• _WRITTEN EXERCISE_: Write out the rows below exactly as they appear, covering everything from the line containing "Provide one marker per instance of the woman's right" down to the line containing "x=120, y=464", both included.

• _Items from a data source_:
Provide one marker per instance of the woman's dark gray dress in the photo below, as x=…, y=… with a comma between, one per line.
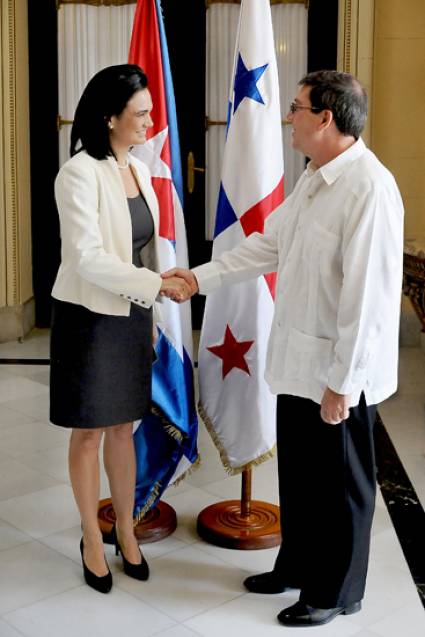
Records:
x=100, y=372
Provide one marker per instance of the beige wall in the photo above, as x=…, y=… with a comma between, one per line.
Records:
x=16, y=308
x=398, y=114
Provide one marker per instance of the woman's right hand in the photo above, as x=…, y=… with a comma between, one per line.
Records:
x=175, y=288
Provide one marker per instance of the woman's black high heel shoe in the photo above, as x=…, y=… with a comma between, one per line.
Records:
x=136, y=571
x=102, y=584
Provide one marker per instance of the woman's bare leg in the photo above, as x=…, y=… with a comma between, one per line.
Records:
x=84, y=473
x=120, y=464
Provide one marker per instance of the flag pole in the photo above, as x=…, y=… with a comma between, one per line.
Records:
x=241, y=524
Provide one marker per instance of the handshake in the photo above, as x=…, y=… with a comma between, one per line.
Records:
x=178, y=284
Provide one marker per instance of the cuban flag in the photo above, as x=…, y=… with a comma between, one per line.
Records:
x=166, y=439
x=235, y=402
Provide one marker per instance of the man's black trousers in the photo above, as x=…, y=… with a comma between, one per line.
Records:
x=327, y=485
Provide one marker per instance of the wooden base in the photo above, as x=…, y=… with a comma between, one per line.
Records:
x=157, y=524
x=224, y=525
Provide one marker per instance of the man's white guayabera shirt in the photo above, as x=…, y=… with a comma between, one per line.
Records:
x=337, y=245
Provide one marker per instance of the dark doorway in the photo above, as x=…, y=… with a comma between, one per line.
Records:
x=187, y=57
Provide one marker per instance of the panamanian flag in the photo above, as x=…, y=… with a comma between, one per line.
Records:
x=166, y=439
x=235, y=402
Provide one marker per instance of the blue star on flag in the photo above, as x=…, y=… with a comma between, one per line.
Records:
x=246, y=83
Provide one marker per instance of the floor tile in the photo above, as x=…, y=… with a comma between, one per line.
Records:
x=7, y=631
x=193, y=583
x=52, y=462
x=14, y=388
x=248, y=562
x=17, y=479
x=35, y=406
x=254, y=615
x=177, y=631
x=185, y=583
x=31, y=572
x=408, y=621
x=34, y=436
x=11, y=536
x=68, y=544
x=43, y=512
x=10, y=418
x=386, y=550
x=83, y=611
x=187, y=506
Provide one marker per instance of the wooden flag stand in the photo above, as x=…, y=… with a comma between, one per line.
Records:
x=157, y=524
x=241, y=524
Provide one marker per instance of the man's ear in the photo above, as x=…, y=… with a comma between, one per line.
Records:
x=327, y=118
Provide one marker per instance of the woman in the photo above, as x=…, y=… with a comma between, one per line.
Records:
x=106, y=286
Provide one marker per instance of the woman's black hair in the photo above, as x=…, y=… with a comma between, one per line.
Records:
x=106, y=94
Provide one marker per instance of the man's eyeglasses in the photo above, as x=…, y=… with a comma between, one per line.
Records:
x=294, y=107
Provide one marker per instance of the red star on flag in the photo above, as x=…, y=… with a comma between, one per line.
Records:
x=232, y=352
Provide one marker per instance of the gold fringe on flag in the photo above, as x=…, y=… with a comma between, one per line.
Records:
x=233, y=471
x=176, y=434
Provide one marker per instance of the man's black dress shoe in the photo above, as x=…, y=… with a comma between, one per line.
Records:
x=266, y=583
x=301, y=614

---

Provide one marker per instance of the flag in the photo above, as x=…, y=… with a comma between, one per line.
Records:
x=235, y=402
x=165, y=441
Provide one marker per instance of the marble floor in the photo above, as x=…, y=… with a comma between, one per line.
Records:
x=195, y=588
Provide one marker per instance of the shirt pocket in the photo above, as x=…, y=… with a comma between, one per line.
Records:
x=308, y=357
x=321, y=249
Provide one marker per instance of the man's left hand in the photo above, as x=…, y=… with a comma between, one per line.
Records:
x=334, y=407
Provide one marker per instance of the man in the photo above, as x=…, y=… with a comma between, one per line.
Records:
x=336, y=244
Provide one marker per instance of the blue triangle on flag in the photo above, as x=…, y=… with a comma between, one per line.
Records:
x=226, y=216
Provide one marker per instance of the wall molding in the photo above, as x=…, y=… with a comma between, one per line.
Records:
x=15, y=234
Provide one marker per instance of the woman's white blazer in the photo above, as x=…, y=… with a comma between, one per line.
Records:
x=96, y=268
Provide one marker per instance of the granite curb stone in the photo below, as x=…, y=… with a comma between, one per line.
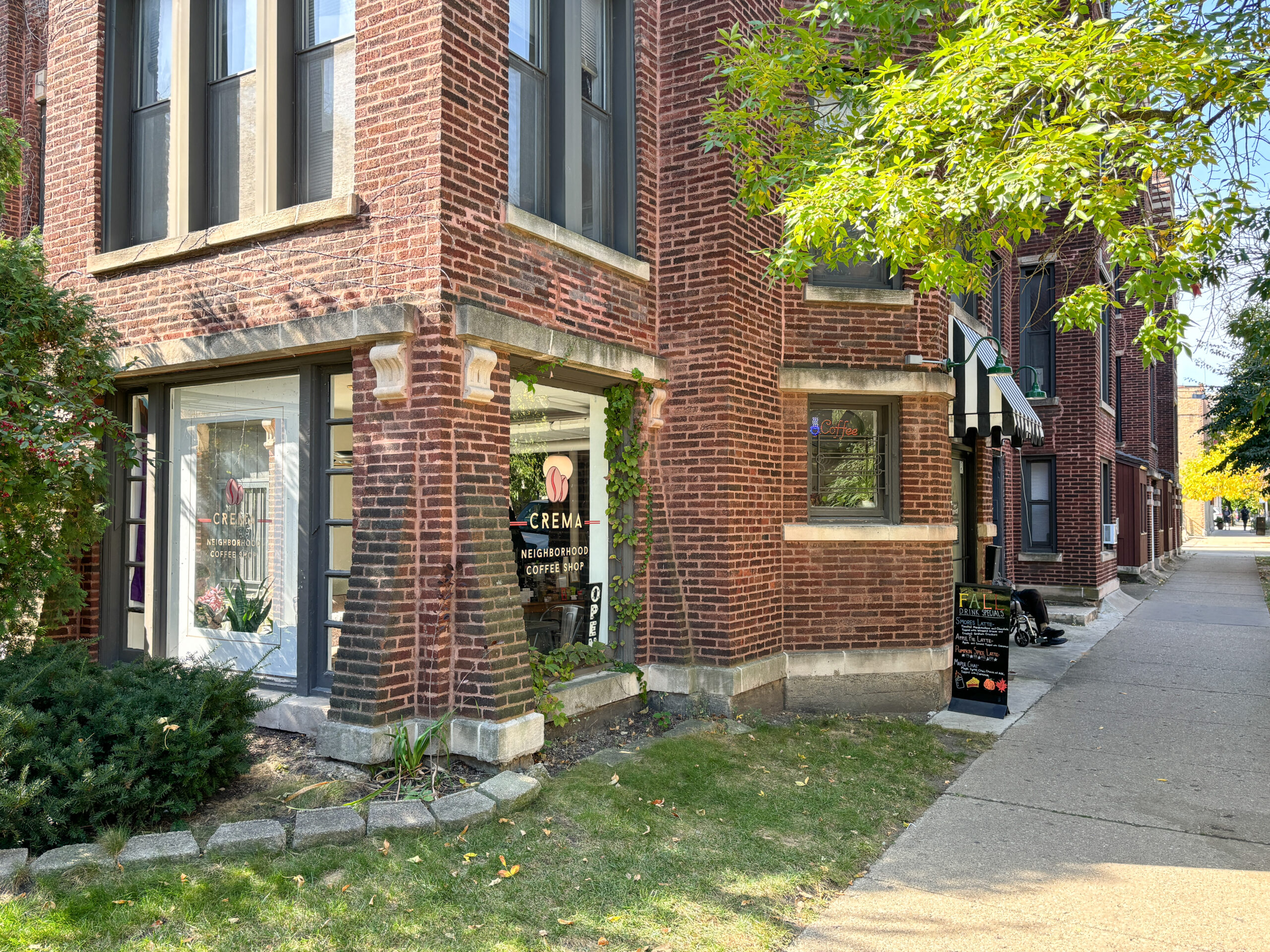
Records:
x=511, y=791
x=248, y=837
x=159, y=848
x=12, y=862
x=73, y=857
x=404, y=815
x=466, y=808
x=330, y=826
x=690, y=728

* * *

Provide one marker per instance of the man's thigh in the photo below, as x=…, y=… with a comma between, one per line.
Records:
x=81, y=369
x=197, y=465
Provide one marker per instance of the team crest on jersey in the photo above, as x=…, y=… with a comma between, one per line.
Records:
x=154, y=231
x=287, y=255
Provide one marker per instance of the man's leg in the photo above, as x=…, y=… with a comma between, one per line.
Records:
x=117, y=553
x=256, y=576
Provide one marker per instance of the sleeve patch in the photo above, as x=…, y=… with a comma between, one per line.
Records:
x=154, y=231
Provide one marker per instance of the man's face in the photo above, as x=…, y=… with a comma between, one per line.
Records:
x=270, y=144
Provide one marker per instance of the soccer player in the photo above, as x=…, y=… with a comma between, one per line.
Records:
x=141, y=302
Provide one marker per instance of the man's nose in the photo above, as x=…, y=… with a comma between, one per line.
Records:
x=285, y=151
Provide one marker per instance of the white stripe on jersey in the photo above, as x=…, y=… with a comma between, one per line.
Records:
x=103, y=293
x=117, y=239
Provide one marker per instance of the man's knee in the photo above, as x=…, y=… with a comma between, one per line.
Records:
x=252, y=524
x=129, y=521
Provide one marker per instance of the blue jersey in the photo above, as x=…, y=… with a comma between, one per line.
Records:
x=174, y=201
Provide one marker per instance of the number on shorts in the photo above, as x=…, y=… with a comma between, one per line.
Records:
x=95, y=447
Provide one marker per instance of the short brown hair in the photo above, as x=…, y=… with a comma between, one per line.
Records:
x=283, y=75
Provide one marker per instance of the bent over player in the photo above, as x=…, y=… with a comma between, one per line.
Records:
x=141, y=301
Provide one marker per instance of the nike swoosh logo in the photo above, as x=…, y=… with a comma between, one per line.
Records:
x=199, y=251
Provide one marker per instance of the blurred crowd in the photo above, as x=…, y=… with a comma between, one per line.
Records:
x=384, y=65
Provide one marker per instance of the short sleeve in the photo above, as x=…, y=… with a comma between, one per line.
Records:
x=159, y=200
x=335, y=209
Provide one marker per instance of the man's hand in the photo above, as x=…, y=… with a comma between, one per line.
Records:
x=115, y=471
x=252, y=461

• _THE RESULT_:
Provide one marker per instance of the woman's right hand in the photo above, as x=…, y=… with a comma between, one per line.
Records:
x=175, y=288
Provide one marker per instance of the woman's black high heel shoe in the photo above, as x=…, y=… with a comma between, one per line.
Records:
x=136, y=571
x=102, y=584
Provide one marker per instance of the woman's bare leg in the photo above, as x=…, y=… with a comma between, one per line.
Records:
x=84, y=473
x=120, y=464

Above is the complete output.